Starting at the first of the rows and ending at the one that contains "[248,411,272,466]", copy the rows again with "forearm" swapped for "lower arm" and nothing else changed.

## Information supplied
◆ ◆ ◆

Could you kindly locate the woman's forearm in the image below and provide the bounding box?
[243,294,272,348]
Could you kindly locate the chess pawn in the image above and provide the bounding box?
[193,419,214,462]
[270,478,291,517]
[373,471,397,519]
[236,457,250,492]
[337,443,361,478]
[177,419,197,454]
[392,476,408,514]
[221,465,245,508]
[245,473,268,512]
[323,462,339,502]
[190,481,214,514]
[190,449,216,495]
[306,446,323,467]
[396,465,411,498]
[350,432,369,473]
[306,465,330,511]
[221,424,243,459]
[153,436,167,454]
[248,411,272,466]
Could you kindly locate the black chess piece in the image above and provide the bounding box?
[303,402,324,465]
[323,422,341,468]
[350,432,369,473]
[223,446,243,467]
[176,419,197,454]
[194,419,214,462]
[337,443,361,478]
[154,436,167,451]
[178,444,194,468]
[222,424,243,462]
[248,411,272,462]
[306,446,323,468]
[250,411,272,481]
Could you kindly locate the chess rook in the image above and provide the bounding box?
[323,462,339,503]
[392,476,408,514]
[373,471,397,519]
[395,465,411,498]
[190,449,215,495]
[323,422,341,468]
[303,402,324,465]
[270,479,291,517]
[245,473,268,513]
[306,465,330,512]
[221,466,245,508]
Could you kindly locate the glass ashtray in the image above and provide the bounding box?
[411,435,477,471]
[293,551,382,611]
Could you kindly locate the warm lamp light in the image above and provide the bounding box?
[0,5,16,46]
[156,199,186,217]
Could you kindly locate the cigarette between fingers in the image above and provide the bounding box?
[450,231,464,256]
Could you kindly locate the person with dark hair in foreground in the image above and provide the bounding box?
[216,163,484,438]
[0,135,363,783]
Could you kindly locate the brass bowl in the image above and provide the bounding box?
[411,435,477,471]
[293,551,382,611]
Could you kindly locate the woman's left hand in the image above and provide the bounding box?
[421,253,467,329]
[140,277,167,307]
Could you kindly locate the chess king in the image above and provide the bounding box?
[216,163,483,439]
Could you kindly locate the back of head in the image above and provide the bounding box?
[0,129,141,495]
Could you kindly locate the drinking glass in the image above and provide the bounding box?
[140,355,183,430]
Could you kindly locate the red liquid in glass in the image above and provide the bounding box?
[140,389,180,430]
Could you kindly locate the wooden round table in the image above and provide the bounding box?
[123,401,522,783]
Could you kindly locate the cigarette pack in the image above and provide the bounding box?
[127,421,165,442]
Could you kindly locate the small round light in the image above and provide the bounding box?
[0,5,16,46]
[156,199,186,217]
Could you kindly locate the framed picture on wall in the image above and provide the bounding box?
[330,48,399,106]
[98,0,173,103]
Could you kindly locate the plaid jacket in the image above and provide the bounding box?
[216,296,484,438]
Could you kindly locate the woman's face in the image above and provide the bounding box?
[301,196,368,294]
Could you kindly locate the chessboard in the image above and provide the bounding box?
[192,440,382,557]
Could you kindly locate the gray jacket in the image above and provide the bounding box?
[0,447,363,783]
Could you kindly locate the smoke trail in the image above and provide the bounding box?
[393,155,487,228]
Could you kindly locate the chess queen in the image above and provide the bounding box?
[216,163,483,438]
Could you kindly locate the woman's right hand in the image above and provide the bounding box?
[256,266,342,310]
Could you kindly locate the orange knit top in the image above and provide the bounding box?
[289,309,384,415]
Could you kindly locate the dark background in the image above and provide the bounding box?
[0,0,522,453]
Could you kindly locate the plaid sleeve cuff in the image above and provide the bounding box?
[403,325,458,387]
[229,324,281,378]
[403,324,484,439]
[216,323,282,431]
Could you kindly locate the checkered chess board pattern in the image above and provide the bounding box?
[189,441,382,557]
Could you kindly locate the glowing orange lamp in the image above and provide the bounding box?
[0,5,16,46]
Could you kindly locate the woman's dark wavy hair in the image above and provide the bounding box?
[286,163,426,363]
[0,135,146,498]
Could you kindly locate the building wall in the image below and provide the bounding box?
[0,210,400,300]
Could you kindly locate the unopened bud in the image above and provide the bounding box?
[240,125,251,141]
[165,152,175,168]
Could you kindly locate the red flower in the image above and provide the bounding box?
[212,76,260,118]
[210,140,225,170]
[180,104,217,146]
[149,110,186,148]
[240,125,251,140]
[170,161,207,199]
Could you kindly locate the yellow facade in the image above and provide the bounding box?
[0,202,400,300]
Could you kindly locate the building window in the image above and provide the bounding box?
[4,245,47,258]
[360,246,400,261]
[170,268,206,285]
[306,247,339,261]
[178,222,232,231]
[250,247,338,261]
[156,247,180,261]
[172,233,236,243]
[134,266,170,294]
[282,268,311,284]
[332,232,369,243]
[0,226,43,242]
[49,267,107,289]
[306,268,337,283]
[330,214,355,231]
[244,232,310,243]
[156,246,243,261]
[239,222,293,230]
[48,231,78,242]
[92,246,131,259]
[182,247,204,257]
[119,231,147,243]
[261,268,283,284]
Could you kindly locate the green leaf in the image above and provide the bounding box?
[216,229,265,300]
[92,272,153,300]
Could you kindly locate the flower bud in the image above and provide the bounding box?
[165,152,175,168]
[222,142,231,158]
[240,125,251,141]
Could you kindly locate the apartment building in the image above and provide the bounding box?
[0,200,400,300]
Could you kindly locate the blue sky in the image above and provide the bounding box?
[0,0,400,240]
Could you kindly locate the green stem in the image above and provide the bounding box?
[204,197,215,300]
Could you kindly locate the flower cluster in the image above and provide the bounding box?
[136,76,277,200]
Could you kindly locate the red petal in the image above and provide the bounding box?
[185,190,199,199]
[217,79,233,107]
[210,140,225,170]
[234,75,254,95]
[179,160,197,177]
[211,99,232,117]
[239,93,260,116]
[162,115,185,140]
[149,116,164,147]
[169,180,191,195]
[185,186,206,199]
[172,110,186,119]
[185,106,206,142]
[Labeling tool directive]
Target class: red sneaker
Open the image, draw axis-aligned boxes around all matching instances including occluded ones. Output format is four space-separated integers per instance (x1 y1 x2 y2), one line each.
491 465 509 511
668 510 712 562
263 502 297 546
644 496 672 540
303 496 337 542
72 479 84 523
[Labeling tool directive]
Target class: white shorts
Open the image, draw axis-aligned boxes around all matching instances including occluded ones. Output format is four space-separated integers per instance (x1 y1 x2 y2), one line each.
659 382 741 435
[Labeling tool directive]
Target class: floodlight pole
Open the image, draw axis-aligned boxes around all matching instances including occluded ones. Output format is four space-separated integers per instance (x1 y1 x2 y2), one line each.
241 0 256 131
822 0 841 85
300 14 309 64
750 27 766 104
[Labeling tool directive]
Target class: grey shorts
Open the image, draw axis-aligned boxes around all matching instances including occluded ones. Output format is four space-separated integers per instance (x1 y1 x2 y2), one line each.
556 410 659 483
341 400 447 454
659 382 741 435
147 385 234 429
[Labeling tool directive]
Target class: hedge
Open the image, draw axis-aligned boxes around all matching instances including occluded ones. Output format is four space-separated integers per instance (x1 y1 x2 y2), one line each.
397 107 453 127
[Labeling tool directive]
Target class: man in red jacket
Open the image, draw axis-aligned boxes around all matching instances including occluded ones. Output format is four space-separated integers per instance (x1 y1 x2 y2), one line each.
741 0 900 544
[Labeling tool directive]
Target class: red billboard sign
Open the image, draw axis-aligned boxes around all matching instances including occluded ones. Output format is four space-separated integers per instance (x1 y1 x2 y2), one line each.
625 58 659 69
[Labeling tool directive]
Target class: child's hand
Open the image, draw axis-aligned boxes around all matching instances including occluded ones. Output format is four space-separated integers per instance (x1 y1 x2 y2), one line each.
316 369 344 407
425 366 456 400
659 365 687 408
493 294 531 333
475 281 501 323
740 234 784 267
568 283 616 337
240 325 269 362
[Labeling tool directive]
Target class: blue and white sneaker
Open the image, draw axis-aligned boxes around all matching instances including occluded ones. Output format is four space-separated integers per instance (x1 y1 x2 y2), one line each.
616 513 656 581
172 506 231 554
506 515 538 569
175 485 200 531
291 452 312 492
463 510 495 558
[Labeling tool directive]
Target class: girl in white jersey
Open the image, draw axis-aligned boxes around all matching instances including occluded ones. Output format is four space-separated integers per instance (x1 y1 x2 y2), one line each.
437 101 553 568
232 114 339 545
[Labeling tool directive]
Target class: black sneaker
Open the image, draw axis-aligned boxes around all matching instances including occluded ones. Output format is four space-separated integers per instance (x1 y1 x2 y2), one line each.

◆ ◆ ◆

## Written response
Could you kindly locate the woman's lower arm in the image below and provide the bounding box?
[243,294,272,348]
Could you kindly locate the chess pawn in the image above and provide the bounding box?
[193,419,214,462]
[270,478,291,517]
[373,471,397,519]
[236,457,250,492]
[337,443,361,478]
[177,419,197,454]
[392,476,408,514]
[221,465,245,508]
[245,473,268,512]
[323,462,339,502]
[190,481,214,514]
[190,449,216,495]
[306,446,323,467]
[396,465,411,498]
[350,432,369,473]
[306,465,330,511]
[221,424,243,459]
[153,436,167,454]
[248,411,272,466]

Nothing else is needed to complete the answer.